(Point-per-instance localization data)
○ ○ ○ ○ ○
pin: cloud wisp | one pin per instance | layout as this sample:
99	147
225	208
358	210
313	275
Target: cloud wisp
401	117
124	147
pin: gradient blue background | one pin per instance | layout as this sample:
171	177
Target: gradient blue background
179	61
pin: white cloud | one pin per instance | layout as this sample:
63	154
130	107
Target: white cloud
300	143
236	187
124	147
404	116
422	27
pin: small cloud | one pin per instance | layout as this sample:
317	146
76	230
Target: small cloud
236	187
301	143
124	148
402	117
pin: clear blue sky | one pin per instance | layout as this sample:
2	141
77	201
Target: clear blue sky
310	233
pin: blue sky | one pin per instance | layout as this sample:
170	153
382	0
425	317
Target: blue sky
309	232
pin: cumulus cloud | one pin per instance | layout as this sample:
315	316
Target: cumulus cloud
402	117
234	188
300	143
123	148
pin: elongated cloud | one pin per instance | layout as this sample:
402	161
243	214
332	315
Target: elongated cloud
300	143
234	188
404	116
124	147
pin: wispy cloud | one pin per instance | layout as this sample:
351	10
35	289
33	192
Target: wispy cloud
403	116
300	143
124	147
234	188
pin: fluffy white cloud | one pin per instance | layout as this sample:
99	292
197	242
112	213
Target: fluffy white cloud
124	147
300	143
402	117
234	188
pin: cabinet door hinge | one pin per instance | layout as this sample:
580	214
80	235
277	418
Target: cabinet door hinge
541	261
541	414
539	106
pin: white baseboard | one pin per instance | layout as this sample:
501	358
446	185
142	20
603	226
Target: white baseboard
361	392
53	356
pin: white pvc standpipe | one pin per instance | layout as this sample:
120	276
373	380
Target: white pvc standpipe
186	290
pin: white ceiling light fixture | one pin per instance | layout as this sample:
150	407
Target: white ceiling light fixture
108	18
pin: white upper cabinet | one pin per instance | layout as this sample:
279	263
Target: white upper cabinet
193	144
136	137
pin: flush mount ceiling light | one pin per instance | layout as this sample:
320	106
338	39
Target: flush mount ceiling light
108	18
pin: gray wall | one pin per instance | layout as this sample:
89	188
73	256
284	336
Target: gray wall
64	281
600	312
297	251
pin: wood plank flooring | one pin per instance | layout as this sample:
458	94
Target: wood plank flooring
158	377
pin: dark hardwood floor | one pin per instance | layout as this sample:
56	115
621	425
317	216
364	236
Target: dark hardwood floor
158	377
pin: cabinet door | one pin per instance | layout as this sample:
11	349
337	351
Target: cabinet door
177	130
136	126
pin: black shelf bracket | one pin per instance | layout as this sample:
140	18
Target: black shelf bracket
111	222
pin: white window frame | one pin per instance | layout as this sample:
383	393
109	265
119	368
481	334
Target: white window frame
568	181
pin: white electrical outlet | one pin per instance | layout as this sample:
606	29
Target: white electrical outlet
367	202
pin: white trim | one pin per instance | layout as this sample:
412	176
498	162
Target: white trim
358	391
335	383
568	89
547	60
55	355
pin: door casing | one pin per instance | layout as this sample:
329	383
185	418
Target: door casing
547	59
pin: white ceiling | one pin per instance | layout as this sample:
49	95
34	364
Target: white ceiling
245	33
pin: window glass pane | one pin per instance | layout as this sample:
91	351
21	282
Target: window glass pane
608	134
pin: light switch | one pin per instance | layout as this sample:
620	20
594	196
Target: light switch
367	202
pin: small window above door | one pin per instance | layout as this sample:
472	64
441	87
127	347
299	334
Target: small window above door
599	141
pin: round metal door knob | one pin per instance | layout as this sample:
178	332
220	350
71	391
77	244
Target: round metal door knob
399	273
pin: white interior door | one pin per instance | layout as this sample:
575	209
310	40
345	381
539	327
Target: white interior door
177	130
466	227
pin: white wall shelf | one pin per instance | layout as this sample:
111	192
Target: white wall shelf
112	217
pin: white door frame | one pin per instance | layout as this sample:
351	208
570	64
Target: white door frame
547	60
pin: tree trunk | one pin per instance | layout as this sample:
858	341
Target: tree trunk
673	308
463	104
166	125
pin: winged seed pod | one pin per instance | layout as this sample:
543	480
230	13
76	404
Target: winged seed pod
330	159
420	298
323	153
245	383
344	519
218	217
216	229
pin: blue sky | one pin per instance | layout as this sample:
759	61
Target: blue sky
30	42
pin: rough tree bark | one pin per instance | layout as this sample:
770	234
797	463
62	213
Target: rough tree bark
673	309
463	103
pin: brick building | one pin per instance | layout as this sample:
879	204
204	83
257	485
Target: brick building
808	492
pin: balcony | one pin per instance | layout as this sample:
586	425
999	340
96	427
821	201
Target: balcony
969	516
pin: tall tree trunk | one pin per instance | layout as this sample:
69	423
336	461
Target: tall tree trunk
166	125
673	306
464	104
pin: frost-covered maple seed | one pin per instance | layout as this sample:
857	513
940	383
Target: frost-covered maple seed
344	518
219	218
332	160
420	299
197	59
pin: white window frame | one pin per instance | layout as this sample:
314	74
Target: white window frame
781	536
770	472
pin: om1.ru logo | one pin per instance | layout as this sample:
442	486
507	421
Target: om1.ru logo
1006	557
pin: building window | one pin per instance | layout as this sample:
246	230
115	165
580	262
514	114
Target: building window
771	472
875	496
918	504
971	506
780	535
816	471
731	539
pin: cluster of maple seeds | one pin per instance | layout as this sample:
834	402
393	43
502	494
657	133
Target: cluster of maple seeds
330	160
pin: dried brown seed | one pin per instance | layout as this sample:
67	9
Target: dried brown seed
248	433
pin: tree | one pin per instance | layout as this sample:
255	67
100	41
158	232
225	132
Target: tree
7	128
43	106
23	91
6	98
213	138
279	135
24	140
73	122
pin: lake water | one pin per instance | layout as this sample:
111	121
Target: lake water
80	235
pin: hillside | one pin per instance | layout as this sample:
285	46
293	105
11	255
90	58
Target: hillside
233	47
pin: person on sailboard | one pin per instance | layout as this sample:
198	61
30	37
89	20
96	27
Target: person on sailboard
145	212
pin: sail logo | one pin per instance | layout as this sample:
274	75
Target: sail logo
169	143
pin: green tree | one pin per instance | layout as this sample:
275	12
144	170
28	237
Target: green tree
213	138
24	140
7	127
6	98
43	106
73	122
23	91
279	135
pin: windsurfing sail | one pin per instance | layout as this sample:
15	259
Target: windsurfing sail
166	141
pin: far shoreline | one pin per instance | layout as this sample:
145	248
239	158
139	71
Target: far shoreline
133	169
○ ○ ○ ○ ○
Nothing but the lines from the one with "pin: far shoreline" through the last line of the records above should be retyped, and those word for word.

pin: far shoreline | one pin per instance | layout as this sample:
145	248
239	158
139	71
Target: far shoreline
133	169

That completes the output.